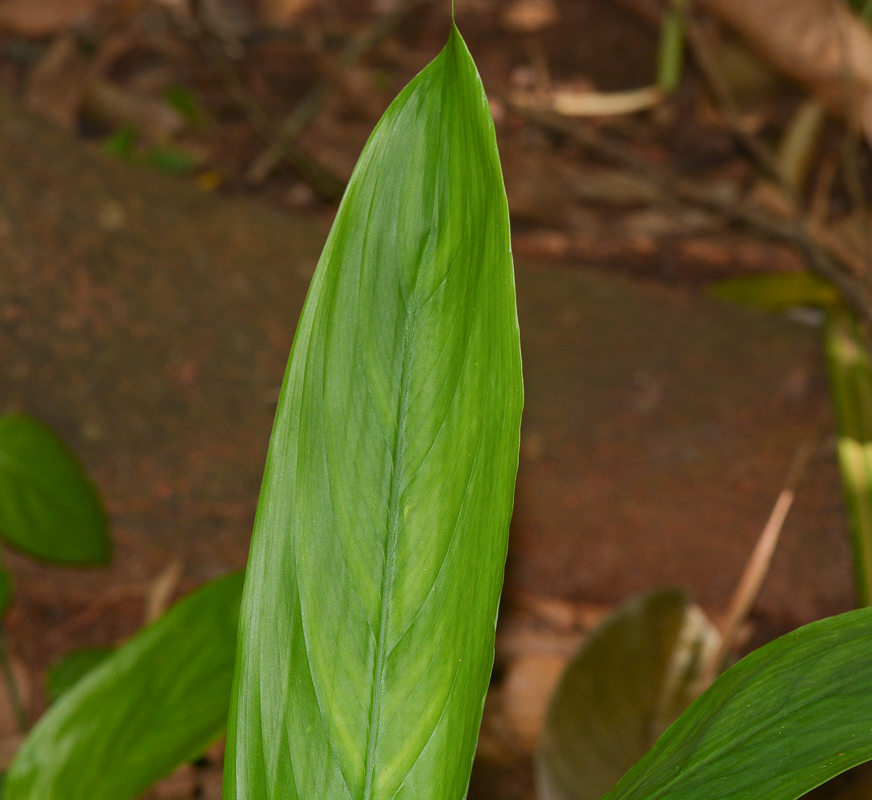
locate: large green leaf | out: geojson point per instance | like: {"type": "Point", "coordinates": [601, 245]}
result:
{"type": "Point", "coordinates": [366, 636]}
{"type": "Point", "coordinates": [631, 679]}
{"type": "Point", "coordinates": [783, 720]}
{"type": "Point", "coordinates": [48, 507]}
{"type": "Point", "coordinates": [157, 702]}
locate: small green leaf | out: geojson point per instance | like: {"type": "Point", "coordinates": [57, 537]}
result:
{"type": "Point", "coordinates": [169, 159]}
{"type": "Point", "coordinates": [122, 143]}
{"type": "Point", "coordinates": [782, 721]}
{"type": "Point", "coordinates": [6, 588]}
{"type": "Point", "coordinates": [157, 702]}
{"type": "Point", "coordinates": [367, 631]}
{"type": "Point", "coordinates": [48, 507]}
{"type": "Point", "coordinates": [631, 679]}
{"type": "Point", "coordinates": [778, 292]}
{"type": "Point", "coordinates": [71, 668]}
{"type": "Point", "coordinates": [183, 100]}
{"type": "Point", "coordinates": [850, 372]}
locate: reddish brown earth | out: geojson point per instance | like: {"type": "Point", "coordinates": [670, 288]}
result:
{"type": "Point", "coordinates": [148, 322]}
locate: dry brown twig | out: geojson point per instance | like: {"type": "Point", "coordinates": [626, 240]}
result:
{"type": "Point", "coordinates": [821, 256]}
{"type": "Point", "coordinates": [305, 111]}
{"type": "Point", "coordinates": [303, 163]}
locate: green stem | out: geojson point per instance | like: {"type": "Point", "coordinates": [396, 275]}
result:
{"type": "Point", "coordinates": [12, 686]}
{"type": "Point", "coordinates": [670, 56]}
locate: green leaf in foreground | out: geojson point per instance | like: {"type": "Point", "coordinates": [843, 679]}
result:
{"type": "Point", "coordinates": [783, 720]}
{"type": "Point", "coordinates": [157, 702]}
{"type": "Point", "coordinates": [367, 628]}
{"type": "Point", "coordinates": [48, 507]}
{"type": "Point", "coordinates": [631, 679]}
{"type": "Point", "coordinates": [69, 670]}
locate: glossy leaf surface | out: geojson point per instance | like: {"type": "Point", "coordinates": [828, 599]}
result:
{"type": "Point", "coordinates": [783, 720]}
{"type": "Point", "coordinates": [157, 702]}
{"type": "Point", "coordinates": [48, 507]}
{"type": "Point", "coordinates": [71, 668]}
{"type": "Point", "coordinates": [377, 559]}
{"type": "Point", "coordinates": [631, 679]}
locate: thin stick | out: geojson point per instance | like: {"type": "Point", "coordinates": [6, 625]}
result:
{"type": "Point", "coordinates": [701, 48]}
{"type": "Point", "coordinates": [264, 165]}
{"type": "Point", "coordinates": [304, 164]}
{"type": "Point", "coordinates": [757, 567]}
{"type": "Point", "coordinates": [823, 259]}
{"type": "Point", "coordinates": [12, 686]}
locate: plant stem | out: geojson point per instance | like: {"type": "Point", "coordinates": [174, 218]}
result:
{"type": "Point", "coordinates": [12, 686]}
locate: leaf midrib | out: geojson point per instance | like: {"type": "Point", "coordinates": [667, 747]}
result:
{"type": "Point", "coordinates": [390, 556]}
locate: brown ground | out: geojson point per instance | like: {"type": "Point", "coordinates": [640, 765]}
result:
{"type": "Point", "coordinates": [148, 322]}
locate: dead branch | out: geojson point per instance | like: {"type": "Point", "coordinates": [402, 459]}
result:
{"type": "Point", "coordinates": [294, 124]}
{"type": "Point", "coordinates": [303, 163]}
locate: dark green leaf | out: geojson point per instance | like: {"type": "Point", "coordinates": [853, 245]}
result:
{"type": "Point", "coordinates": [48, 507]}
{"type": "Point", "coordinates": [377, 559]}
{"type": "Point", "coordinates": [6, 587]}
{"type": "Point", "coordinates": [71, 668]}
{"type": "Point", "coordinates": [157, 702]}
{"type": "Point", "coordinates": [631, 679]}
{"type": "Point", "coordinates": [780, 722]}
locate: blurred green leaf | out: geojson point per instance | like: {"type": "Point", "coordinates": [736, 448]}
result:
{"type": "Point", "coordinates": [778, 292]}
{"type": "Point", "coordinates": [183, 100]}
{"type": "Point", "coordinates": [367, 631]}
{"type": "Point", "coordinates": [122, 143]}
{"type": "Point", "coordinates": [71, 668]}
{"type": "Point", "coordinates": [850, 372]}
{"type": "Point", "coordinates": [632, 678]}
{"type": "Point", "coordinates": [155, 703]}
{"type": "Point", "coordinates": [6, 587]}
{"type": "Point", "coordinates": [782, 721]}
{"type": "Point", "coordinates": [48, 507]}
{"type": "Point", "coordinates": [169, 159]}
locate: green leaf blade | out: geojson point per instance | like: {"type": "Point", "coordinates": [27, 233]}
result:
{"type": "Point", "coordinates": [782, 721]}
{"type": "Point", "coordinates": [376, 565]}
{"type": "Point", "coordinates": [632, 678]}
{"type": "Point", "coordinates": [155, 703]}
{"type": "Point", "coordinates": [48, 506]}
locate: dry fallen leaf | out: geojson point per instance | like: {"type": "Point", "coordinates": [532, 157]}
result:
{"type": "Point", "coordinates": [282, 12]}
{"type": "Point", "coordinates": [529, 684]}
{"type": "Point", "coordinates": [37, 19]}
{"type": "Point", "coordinates": [529, 16]}
{"type": "Point", "coordinates": [819, 43]}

* **Instruction**
Print every line of the data above unchanged, leaving out the pictures.

* **Reply**
locate: large green leaf | out: geojson point per instance | like: {"type": "Point", "coordinates": [601, 245]}
result:
{"type": "Point", "coordinates": [366, 636]}
{"type": "Point", "coordinates": [631, 679]}
{"type": "Point", "coordinates": [783, 720]}
{"type": "Point", "coordinates": [48, 507]}
{"type": "Point", "coordinates": [157, 702]}
locate: small green leaf | out: geojson point per instance | like: {"type": "Point", "coordinates": [57, 537]}
result:
{"type": "Point", "coordinates": [169, 159]}
{"type": "Point", "coordinates": [122, 143]}
{"type": "Point", "coordinates": [782, 721]}
{"type": "Point", "coordinates": [6, 588]}
{"type": "Point", "coordinates": [157, 702]}
{"type": "Point", "coordinates": [367, 631]}
{"type": "Point", "coordinates": [48, 507]}
{"type": "Point", "coordinates": [631, 679]}
{"type": "Point", "coordinates": [778, 292]}
{"type": "Point", "coordinates": [71, 668]}
{"type": "Point", "coordinates": [183, 100]}
{"type": "Point", "coordinates": [850, 372]}
locate: reddish brown earth | out: geojson point per instance | like: {"type": "Point", "coordinates": [670, 288]}
result:
{"type": "Point", "coordinates": [148, 322]}
locate: dry brown twig | out: geojson point per instance | like: {"type": "Point", "coordinates": [626, 240]}
result:
{"type": "Point", "coordinates": [821, 256]}
{"type": "Point", "coordinates": [305, 111]}
{"type": "Point", "coordinates": [303, 163]}
locate: green stem | out: geojson point per instance | like: {"type": "Point", "coordinates": [396, 275]}
result:
{"type": "Point", "coordinates": [12, 686]}
{"type": "Point", "coordinates": [670, 56]}
locate: green leaf in foreground | out: geojson point per instance | like: {"type": "Point", "coordinates": [843, 679]}
result:
{"type": "Point", "coordinates": [783, 720]}
{"type": "Point", "coordinates": [157, 702]}
{"type": "Point", "coordinates": [367, 628]}
{"type": "Point", "coordinates": [48, 507]}
{"type": "Point", "coordinates": [631, 679]}
{"type": "Point", "coordinates": [69, 670]}
locate: glossy leaf surface | out: geojson point per instance | like: {"type": "Point", "coordinates": [828, 599]}
result:
{"type": "Point", "coordinates": [783, 720]}
{"type": "Point", "coordinates": [157, 702]}
{"type": "Point", "coordinates": [48, 507]}
{"type": "Point", "coordinates": [71, 668]}
{"type": "Point", "coordinates": [377, 559]}
{"type": "Point", "coordinates": [631, 679]}
locate: thin stick | out: geojson point per instance | like: {"type": "Point", "coordinates": [6, 625]}
result:
{"type": "Point", "coordinates": [701, 48]}
{"type": "Point", "coordinates": [264, 165]}
{"type": "Point", "coordinates": [304, 164]}
{"type": "Point", "coordinates": [757, 567]}
{"type": "Point", "coordinates": [823, 259]}
{"type": "Point", "coordinates": [12, 686]}
locate: plant stem | out: geojson point per instance | like: {"type": "Point", "coordinates": [174, 218]}
result:
{"type": "Point", "coordinates": [12, 686]}
locate: leaf midrib | out: geojson point per instance | like: {"type": "Point", "coordinates": [667, 747]}
result:
{"type": "Point", "coordinates": [390, 556]}
locate: brown ground | out: geojson point per instance | like: {"type": "Point", "coordinates": [640, 765]}
result:
{"type": "Point", "coordinates": [148, 322]}
locate: dead branch | out: geojson point per instance | like: {"type": "Point", "coordinates": [402, 459]}
result:
{"type": "Point", "coordinates": [294, 124]}
{"type": "Point", "coordinates": [303, 163]}
locate: dark green leaf | out: geojson point per instance | like: {"type": "Point", "coordinates": [853, 245]}
result:
{"type": "Point", "coordinates": [48, 507]}
{"type": "Point", "coordinates": [377, 559]}
{"type": "Point", "coordinates": [6, 587]}
{"type": "Point", "coordinates": [71, 668]}
{"type": "Point", "coordinates": [157, 702]}
{"type": "Point", "coordinates": [631, 679]}
{"type": "Point", "coordinates": [780, 722]}
locate: blurred green leaf | out: geojson point per instance | like: {"type": "Point", "coordinates": [736, 448]}
result:
{"type": "Point", "coordinates": [778, 292]}
{"type": "Point", "coordinates": [183, 100]}
{"type": "Point", "coordinates": [367, 631]}
{"type": "Point", "coordinates": [122, 143]}
{"type": "Point", "coordinates": [71, 668]}
{"type": "Point", "coordinates": [850, 372]}
{"type": "Point", "coordinates": [632, 678]}
{"type": "Point", "coordinates": [155, 703]}
{"type": "Point", "coordinates": [6, 587]}
{"type": "Point", "coordinates": [782, 721]}
{"type": "Point", "coordinates": [48, 507]}
{"type": "Point", "coordinates": [169, 159]}
locate: green leaf blade | out: geojson point per instance | like: {"type": "Point", "coordinates": [27, 233]}
result:
{"type": "Point", "coordinates": [782, 721]}
{"type": "Point", "coordinates": [376, 565]}
{"type": "Point", "coordinates": [632, 678]}
{"type": "Point", "coordinates": [155, 703]}
{"type": "Point", "coordinates": [48, 506]}
locate: dry fallen leaf | out: geojson point per instance | like: {"type": "Point", "coordinates": [532, 157]}
result:
{"type": "Point", "coordinates": [282, 12]}
{"type": "Point", "coordinates": [529, 684]}
{"type": "Point", "coordinates": [37, 19]}
{"type": "Point", "coordinates": [529, 16]}
{"type": "Point", "coordinates": [819, 43]}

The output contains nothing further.